= Problem to solve =
Pictures should not appear in the copy; the records themselves must be written out exactly.

= Stored data =
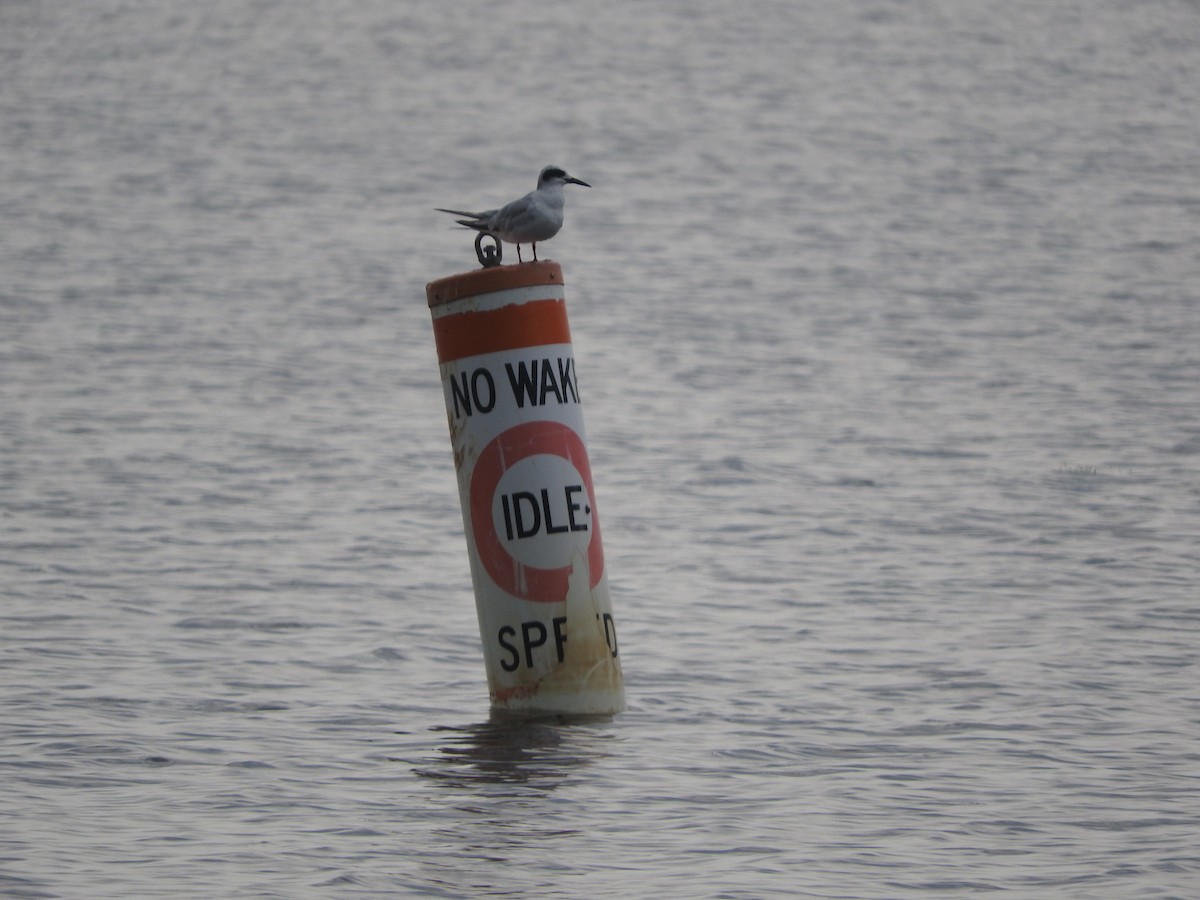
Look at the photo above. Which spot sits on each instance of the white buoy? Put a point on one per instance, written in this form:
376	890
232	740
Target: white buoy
528	502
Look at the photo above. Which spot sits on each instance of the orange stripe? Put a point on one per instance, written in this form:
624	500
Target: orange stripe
509	328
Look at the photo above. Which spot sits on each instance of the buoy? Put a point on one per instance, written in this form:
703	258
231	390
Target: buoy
525	483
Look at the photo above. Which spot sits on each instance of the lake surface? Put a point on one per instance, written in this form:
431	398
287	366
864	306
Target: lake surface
887	330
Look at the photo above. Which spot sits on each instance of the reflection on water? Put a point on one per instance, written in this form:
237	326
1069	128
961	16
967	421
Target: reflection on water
538	753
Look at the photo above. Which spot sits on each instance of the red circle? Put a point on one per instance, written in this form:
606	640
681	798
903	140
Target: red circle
505	450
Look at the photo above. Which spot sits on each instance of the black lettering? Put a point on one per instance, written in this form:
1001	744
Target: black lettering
551	528
571	507
465	397
523	382
567	378
461	396
549	384
559	635
511	664
527	629
475	394
522	531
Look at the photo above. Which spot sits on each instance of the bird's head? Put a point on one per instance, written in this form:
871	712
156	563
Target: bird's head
555	175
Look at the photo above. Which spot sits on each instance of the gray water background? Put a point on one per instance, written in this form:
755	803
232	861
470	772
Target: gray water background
887	323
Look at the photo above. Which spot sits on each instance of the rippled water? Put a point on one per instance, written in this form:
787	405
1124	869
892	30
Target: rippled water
886	324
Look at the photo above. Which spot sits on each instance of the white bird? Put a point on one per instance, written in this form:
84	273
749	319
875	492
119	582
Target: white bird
534	217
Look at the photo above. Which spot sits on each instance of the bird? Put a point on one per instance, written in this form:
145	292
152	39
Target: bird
534	217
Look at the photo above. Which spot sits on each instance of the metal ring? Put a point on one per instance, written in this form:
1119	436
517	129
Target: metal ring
489	257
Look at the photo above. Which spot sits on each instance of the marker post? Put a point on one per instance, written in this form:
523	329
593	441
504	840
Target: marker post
528	504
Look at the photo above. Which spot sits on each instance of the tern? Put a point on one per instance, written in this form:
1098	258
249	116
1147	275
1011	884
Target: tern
534	217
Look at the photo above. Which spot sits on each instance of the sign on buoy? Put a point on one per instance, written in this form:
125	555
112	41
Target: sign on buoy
525	481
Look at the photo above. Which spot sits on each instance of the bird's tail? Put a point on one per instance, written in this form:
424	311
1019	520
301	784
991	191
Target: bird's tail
474	220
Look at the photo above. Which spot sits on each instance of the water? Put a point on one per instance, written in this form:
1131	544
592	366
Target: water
886	322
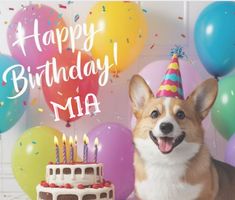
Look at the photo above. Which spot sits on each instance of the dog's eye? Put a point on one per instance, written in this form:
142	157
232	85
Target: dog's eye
180	114
155	114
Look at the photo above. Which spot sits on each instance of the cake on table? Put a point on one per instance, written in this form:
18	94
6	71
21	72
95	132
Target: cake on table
75	181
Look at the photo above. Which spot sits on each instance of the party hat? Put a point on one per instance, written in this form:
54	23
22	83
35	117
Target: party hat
171	85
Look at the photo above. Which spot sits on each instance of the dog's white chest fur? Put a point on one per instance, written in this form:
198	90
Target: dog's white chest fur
165	183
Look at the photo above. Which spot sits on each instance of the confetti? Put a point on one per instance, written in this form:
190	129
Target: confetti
144	10
3	83
152	46
77	89
103	7
68	125
76	17
62	6
60	15
40	109
34	101
59	93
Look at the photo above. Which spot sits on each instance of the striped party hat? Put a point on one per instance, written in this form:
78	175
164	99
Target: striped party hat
171	85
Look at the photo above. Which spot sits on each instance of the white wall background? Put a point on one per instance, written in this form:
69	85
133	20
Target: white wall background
163	19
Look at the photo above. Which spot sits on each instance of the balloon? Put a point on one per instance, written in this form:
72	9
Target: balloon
230	151
11	110
223	111
214	36
31	153
116	153
60	92
119	22
48	19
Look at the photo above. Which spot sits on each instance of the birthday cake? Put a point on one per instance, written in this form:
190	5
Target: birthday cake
75	181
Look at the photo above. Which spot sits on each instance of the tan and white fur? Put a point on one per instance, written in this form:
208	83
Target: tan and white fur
185	171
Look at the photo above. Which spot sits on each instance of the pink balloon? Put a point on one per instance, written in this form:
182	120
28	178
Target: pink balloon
116	153
48	19
230	151
154	73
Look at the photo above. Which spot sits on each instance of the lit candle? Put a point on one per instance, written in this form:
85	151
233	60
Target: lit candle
64	149
57	150
96	149
71	149
75	148
85	148
87	142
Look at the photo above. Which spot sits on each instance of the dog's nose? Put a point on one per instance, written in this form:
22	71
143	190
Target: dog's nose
166	127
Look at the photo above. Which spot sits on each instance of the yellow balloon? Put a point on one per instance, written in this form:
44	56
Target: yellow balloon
32	152
121	22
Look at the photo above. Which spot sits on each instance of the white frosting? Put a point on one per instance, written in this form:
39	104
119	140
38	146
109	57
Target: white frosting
78	192
73	178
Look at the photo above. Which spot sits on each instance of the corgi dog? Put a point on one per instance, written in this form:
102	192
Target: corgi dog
171	159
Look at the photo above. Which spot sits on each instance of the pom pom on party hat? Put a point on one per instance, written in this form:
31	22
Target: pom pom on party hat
171	85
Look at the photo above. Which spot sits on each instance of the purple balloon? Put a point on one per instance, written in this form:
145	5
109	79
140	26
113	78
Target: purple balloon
48	19
230	151
116	153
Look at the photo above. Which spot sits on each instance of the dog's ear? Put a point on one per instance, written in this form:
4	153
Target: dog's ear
203	97
139	93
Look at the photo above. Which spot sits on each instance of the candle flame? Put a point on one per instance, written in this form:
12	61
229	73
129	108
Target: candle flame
70	140
64	138
96	141
75	139
85	138
56	140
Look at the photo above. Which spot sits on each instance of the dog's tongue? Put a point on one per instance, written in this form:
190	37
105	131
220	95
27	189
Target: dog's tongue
165	144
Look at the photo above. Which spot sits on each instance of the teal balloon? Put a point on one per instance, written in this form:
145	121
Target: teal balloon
214	36
223	110
11	110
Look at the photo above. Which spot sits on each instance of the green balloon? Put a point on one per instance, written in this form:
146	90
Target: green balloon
32	152
223	111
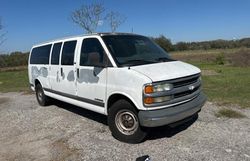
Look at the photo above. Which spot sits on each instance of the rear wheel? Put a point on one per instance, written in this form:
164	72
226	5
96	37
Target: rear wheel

= Exercise response =
Look at the photo above. Which spot sits on each instance of the white buoy? Put a point on one per instance, written in this form:
376	890
232	740
Target: white buoy
528	502
Look at the photo above. Which spot sits on each instance of the orange stripe? Put a point on one per instance, written in this form:
624	500
Target: orange stripe
509	328
Look at the photo above. Which spot sits on each instance of the buoy? Put a point on one per instance, written in this form:
703	258
231	390
Target: buoy
525	483
Look at the photo above. Which spot sits on each instance of the lake surface? Put a point on one per instance, written in this form:
431	398
287	366
864	306
Target: lake surface
887	330
Look at the photo above. Which spot sits on each instance of the reflection on water? Put a point on one per instance, written in this form:
237	326
1069	128
961	16
967	421
Target: reflection on water
538	753
Look at the photo above. Which spot sits on each instance of the red circle? Put a point on one per instance, written in this form:
606	640
681	798
903	140
Target: red circle
505	450
Look at the photo above. Which spot sits on each instance of the black lettering? Put a point on one per instance, written in this form:
1001	744
Target: black lettering
551	528
571	507
465	397
523	382
567	378
461	396
549	384
559	635
511	664
527	629
475	394
522	531
Look at the photo above. Which spot sits on each instance of the bird's head? Put a point on one per instance, written in this form:
871	712
156	563
Target: bird's head
555	175
Look at the photo above. Which spot sits on each instance of the gray water background? Put a point on one per instance, written in this form:
755	803
232	861
470	772
Target: gray water background
887	323
Look at the photo above. Which spot sits on each instance of the rippled water? Put a point on one per instance, written in this form:
787	405
1124	869
892	30
Target: rippled water
886	324
Look at the photo above. Which spot sits on each instance of the white bird? Put a point on one per instance, written in this form:
84	273
749	319
875	492
119	582
Target: white bird
534	217
Look at the photo above. Which spot sits on each instance of the bird? Put a point on one per instance, written in this form:
145	292
152	39
Target: bird
534	217
Look at the photo above. Which spot sits on each instance of the metal ring? Put a point on one per instance, written in this form:
1119	436
517	129
Target: metal ring
489	257
Look at the photo above. Which spot sits on each instance of the marker post? Put a point on one per instance, written in this form:
523	329
593	441
504	840
Target: marker post
528	504
Look at the photo above. Which spot sits on each instance of the tern? Put a point on one per instance, written in this form:
1098	258
249	116
1147	275
1011	884
Target: tern
534	217
Look at the photo above. Which spot sits on each instance of the sign on buoy? Put a point on one per instance, written in this form:
125	555
112	41
Target: sign on buoy
525	481
Look at the photo above. Which spot sits on each instance of the bird's tail? Put a point on one per instance, written in this form:
424	311
1019	520
301	784
991	191
Target: bird's tail
474	220
Look at the photo above. Which spot sits on each instance of the water? Put a point on one per instance, written in this form:
1131	544
592	366
Target: water
886	322
Look at the photo above. Which spot sits on each instance of the dog's eye? Put a point on one per instance, written in this form:
142	157
232	85
Target: dog's eye
180	114
155	114
Look at the photo above. Which spot sits on each instance of the cake on table? Put a point on one per instance, written in this form:
18	94
6	71
21	72
95	132
Target: cake on table
75	181
Look at the photo above. Which spot sits on each instance of the party hat? Put a point on one per instance, written in this form:
54	23
22	83
35	117
Target: party hat
171	85
Look at the photo above. Which spot sits on each instance of the dog's white chest fur? Put a point on one per instance, written in this form:
198	90
Target: dog's white chest fur
165	183
Look at the photo above. Which spot sits on each instance of the confetti? Put a point on one per instance, written in this form:
190	129
Target: confetti
144	10
3	83
152	46
77	89
103	7
68	125
76	17
62	6
60	15
40	109
34	101
59	93
Look at the photo above. Which spot sits on each instance of the striped party hat? Put a point on one per instance, written in this form:
78	175
164	99
Target: striped party hat
171	85
Look at the photo above. Which spot sits on each instance of the white wall background? Put a point on one per instance, written in this form:
69	85
133	20
Target: white wall background
163	19
Look at the photo above. Which spot sits on each instance of the balloon? Put a point on one per instance, written in this form:
72	9
Target: balloon
230	151
11	110
223	111
214	36
31	153
116	153
60	92
119	22
48	19
Look at the photo above. Which spot sits on each instance of the birthday cake? Put a point on one per instance, written in this form:
190	5
Target: birthday cake
75	181
Look at the photo above. Which spot sits on each instance of the tan and white fur? Put a point on one per instance, written in this form:
208	83
Target: tan and white fur
185	171
Look at the photo above. Which spot sits on each instance of the pink balloon? Put a point on one per instance, written in this form:
182	120
28	178
Target: pink balloon
116	153
48	19
230	151
154	73
Look at the photo above. Which spot sits on each instance of the lit candle? Put a point on one per instance, written in this form:
85	151
233	60
Target: lit candle
64	149
57	150
96	149
71	149
75	148
85	148
87	142
Look at the photo above. Which spot sits on each instance of the dog's nose? Put a point on one per instance, written in this form:
22	71
143	190
Target: dog's nose
166	127
Look at the photo above. Which spot sits on each instance of the yellow balloon? Put a point on one per instance, written in this form:
44	56
Target: yellow balloon
32	152
121	22
Look at the photo above. Which spot sits on each instance of the white frosting? Put a point on one per instance, written in this form:
39	104
119	140
38	146
109	57
Target: white frosting
78	192
73	178
Look at the photo above. Which spot sits on each instance of the corgi dog? Put a point on one per instance, written in this form:
102	192
Target: corgi dog
171	159
Look at the photo above. Which spot sits on each instance of the pom pom on party hat? Put a point on one per instance, written in this form:
31	22
Target: pom pom on party hat
171	85
Look at the photo above. Which spot sits on each instance of the purple balloon? Put a point on one per instance, written in this form:
145	5
109	79
140	26
113	78
Target: purple balloon
48	19
230	151
116	153
Look at the photo above. Which spot sits on each instance of the dog's ear? Put a point on one per instance, written in this form:
4	153
Target: dog's ear
203	97
139	93
Look at the photo above. Which spot sits on each instance of the candle flame? Put a point on one per instance, written in this form:
12	61
229	73
129	108
Target: candle flame
70	140
64	138
96	141
75	139
85	138
56	140
Look at the photo above. Which spot sits on each instance of the dog's tongue? Put a point on one per instance, written in this form:
190	37
105	131
220	95
27	189
Target: dog's tongue
165	144
Look at the photo above. Which spot sits on each instance of the teal balloon? Put a point on one per instance, written in this form:
145	121
Target: teal balloon
214	36
223	110
11	110
Look at the photo above. Which spot sits on each instance of the green balloon? Put a point on one per instance, written in this form:
146	90
Target: green balloon
32	152
223	111
Look at the photo above. Which spot sits on each instance of the rear wheel? Put a point on one per instance, written in this form:
164	72
226	5
96	37
Target: rear wheel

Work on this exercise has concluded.